Still, Adesina stressed that for Africa to begin recovery from the Covid-19 effects, it must fully tap its natural resources and human capital. “We need to mobilize the domestic resources that we have—oil & gas, minerals, agriculture and biodiversity, and the institutional investors, sovereign wealth funds, pension funds and all the mutual funds that we have, in total about $1.8 trillion,” he said.
On way out of the pandemic, the AfDB president said: “How we come out of this pandemic, and the speed of our collective recovery, will depend on our shared collective global responsibility, to join hands to mobilize scientific and financial resources backed by strong political will.”
Meanwhile, Hakima El Haite, president of Liberal International, a global federation of liberal and progressive political parties, and Elizabeth Dowdeswell, Lieutenant Governor of Ontario, Canada, and George Furey, Canadian senator and current Senate speaker, who joined Adesina for a panel discussion, said, in the face of a global pandemic, it is more essential that everyone in government, business, academia and civic life draws upon their shared values to forge a path forward.

■ ■ ■ ■ ■ ■ ■

> _Exercise goal_:
Answer these questions from the excerpt on Adesina's remarks:
(a) What total does Adesina give for the domestic resources Africa needs to mobilize?
(b) How is Liberal International described?
(c) According to the AfDB president, what will the way out of the pandemic and the speed of recovery depend on?
The listing has no connection to the excerpt on Adesina's remarks.

■ ■ ■ ■ ■ ■ ■

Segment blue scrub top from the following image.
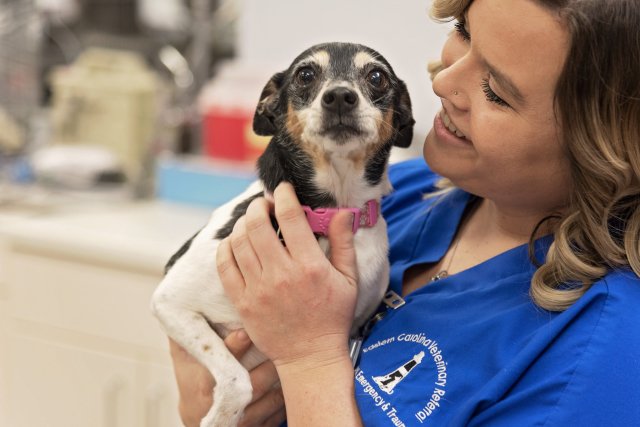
[355,159,640,427]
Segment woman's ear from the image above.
[253,71,285,136]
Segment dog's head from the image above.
[253,43,414,152]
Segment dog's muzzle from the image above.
[321,86,361,142]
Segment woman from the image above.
[170,0,640,426]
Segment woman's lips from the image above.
[433,110,471,146]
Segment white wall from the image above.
[239,0,450,160]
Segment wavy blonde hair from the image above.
[430,0,640,311]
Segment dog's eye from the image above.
[367,70,389,89]
[297,67,316,85]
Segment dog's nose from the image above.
[322,87,358,113]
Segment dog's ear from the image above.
[393,81,416,148]
[253,71,285,136]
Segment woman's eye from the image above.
[367,70,388,89]
[482,79,510,107]
[455,21,471,41]
[297,67,316,85]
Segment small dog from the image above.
[152,43,414,427]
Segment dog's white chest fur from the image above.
[152,181,389,426]
[152,43,415,427]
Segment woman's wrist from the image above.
[277,349,362,427]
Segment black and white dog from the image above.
[152,43,414,427]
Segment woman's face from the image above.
[424,0,570,211]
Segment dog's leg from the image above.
[152,295,253,427]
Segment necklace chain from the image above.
[429,236,462,282]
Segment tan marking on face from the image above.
[376,109,395,145]
[287,103,329,170]
[287,102,304,141]
[353,52,378,68]
[311,50,329,69]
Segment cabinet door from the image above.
[3,333,141,427]
[143,363,183,427]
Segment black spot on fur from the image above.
[214,191,264,239]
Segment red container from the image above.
[202,106,270,162]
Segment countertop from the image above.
[0,188,211,274]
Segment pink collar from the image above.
[302,200,380,236]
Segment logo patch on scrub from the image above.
[355,333,448,426]
[373,351,424,394]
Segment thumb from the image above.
[329,212,358,283]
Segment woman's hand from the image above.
[217,183,357,367]
[169,330,286,427]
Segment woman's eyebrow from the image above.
[483,59,525,105]
[462,8,526,105]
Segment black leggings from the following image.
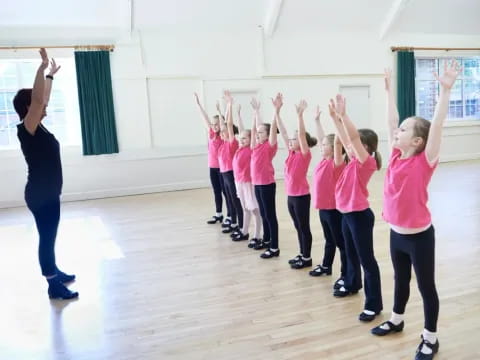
[342,209,383,312]
[222,170,243,228]
[287,194,312,258]
[25,196,60,276]
[319,209,347,277]
[210,168,230,216]
[390,226,440,332]
[255,183,278,249]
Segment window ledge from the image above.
[443,119,480,127]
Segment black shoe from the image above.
[260,249,280,259]
[358,311,380,322]
[288,255,302,265]
[290,258,312,269]
[333,286,358,297]
[57,269,75,284]
[254,240,270,250]
[370,321,405,336]
[415,335,440,360]
[232,231,250,241]
[333,276,345,290]
[207,215,223,225]
[248,238,261,249]
[222,225,238,234]
[222,218,232,228]
[47,277,78,300]
[309,265,332,276]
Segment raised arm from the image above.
[223,91,235,142]
[337,95,369,164]
[250,98,260,149]
[44,59,61,106]
[23,48,48,135]
[333,135,345,166]
[237,104,245,132]
[194,93,211,130]
[385,69,400,148]
[315,105,325,145]
[270,94,288,149]
[268,93,282,146]
[328,99,350,150]
[295,100,309,155]
[425,60,462,165]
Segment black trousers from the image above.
[287,194,312,258]
[255,183,278,249]
[319,209,347,277]
[342,209,383,312]
[210,168,230,216]
[222,171,243,228]
[390,226,440,332]
[25,193,60,276]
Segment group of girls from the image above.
[196,61,461,360]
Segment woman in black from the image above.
[13,48,78,299]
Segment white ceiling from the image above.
[0,0,480,36]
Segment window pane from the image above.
[463,58,480,80]
[415,59,438,80]
[416,81,438,120]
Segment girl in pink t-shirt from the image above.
[232,105,262,243]
[372,60,462,360]
[310,106,347,290]
[195,93,230,224]
[277,100,317,269]
[218,91,243,234]
[250,94,283,259]
[330,95,383,321]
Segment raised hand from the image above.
[384,69,392,91]
[193,93,200,105]
[39,48,48,70]
[48,58,62,76]
[272,93,283,113]
[433,59,462,90]
[295,100,308,115]
[250,98,260,110]
[223,90,233,105]
[315,105,322,121]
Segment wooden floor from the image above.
[0,161,480,360]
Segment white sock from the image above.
[380,311,405,330]
[420,329,437,354]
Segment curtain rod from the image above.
[390,46,480,51]
[0,45,115,51]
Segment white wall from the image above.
[0,27,480,207]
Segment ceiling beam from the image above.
[263,0,283,37]
[380,0,413,40]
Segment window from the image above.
[0,58,81,150]
[415,57,480,121]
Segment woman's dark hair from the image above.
[13,89,32,121]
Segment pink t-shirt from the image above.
[312,159,345,210]
[218,139,238,172]
[284,150,312,196]
[232,146,252,183]
[382,149,438,228]
[251,140,278,185]
[208,128,222,168]
[335,156,377,213]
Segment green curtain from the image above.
[75,51,118,155]
[397,51,415,122]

■ ■ ■ ■ ■ ■ ■

> _Solution for this exercise_:
(a) About $1.8 trillion.
(b) As a global federation of liberal and progressive political parties.
(c) On a shared collective global responsibility to join hands to mobilize scientific and financial resources, backed by strong political will.